[Parts of the exercise]:
[1] Copy from the MVAPICH2 2.0 release announcement the passage starting at "[mvapich-discuss] Announcing the" up to and including "Micro-Benchmarks (OMB) 4.3.1.".
[2] According to the MVAPICH2 2.0 release announcement, which MPICH version is MVAPICH2 2.0 based on?

━━━ Excerpt to read ━━━

[mvapich-discuss] Announcing the release of MVAPICH2 2.0 GA, MVAPICH2-X 2.0 GA and OSU Micro-Benchmarks (OMB) 4.3.1
Panda, Dhabaleswar
panda at cse.ohio-state.edu
Fri Jun 20 17:01:06 EDT 2014
The MVAPICH team is pleased to announce the release of MVAPICH2 2.0 GA,
MVAPICH2-X 2.0 GA (Hybrid MPI+PGAS (OpenSHMEM) with Unified
Communication Runtime) and OSU Micro-Benchmarks (OMB) 4.3.1.
Features, Enhancements, and Bug Fixes for MVAPICH2 2.0 are
listed here.
* Features and Enhancements (since MVAPICH2 1.9 GA):
- Based on MPICH-3.1
- Extended support for MPI-3 RMA in OFA-IB-CH3, OFA-IWARP-CH3,
and OFA-RoCE-CH3 interfaces
- RMA optimizations for shared memory and atomic operations
- Optimized communication when using MPI_Win_allocate for
OFA-IB-CH3 channel
- MPI-3 RMA support for CH3-PSM channel
- Support MPI_T Performance and Control variables
- Optimized and tuned blocking and non-blocking collectives
for OFA-IB-CH3, OFA-IB-Nemesis, and CH3-PSM channels
- Large message transfer support for PSM interface
- CMA support is now enabled by default
- Enhanced intra-node SMP performance
- Tuned SMP eager threshold parameters
- Tuning RGET and Atomics operations
- Dynamic CUDA initialization. Support GPU device selection
after MPI_Init and initialize GPU resources only when
used by MPI transfer
- Support for running on heterogeneous clusters with GPU and non-GPU nodes
- Multi-rail support for GPU communication
- Non-blocking streams in asynchronous CUDA transfers for better overlap
- Optimized sub-array data-type processing for GPU-to-GPU communication
- Added options to specify CUDA library paths
- Tuned RDMA FP-based communication
- Tuning for Ivy-Bridge architecture
- Tuning for Mellanox Connect-IB adapters
- Reduced memory footprint
- Improved job-startup performance for large-scale mpirun_rsh jobs
- Introduced retry mechanism in mpirun_rsh for socket binding
- Capability to checkpoint CH3 channel using the Hydra process manager
- Warn and continue when ptmalloc fails to initialize
- Enable hierarchical SSH-based startup with Checkpoint-Restart
- Multi-rail support for UD-Hybrid channel
- Updated compiler wrappers to remove application dependency on
network and other extra libraries
(Thanks to Adam Moody from LLNL for the suggestion)

━━━ Entries provided ━━━

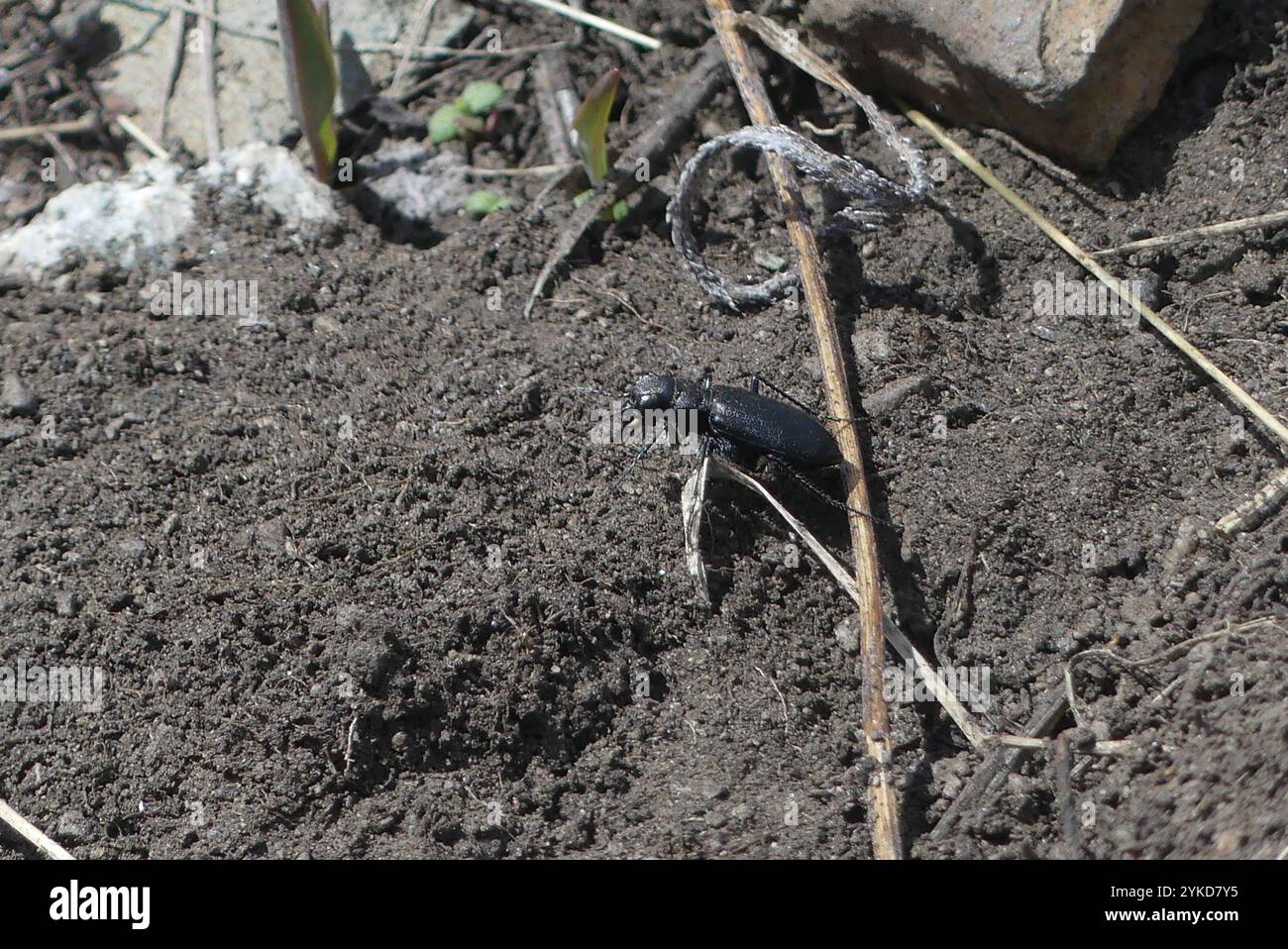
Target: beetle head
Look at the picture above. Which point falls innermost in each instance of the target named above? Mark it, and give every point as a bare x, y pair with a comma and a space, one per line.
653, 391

━━━
━━━ Entries provided ━━━

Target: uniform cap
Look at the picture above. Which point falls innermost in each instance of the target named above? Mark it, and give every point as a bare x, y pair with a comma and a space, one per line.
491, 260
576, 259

━━━

[Correct answers]:
[1]
[mvapich-discuss] Announcing the release of MVAPICH2 2.0 GA, MVAPICH2-X 2.0 GA and OSU Micro-Benchmarks (OMB) 4.3.1
Panda, Dhabaleswar
panda at cse.ohio-state.edu
Fri Jun 20 17:01:06 EDT 2014
The MVAPICH team is pleased to announce the release of MVAPICH2 2.0 GA,
MVAPICH2-X 2.0 GA (Hybrid MPI+PGAS (OpenSHMEM) with Unified
Communication Runtime) and OSU Micro-Benchmarks (OMB) 4.3.1.

[2] MPICH-3.1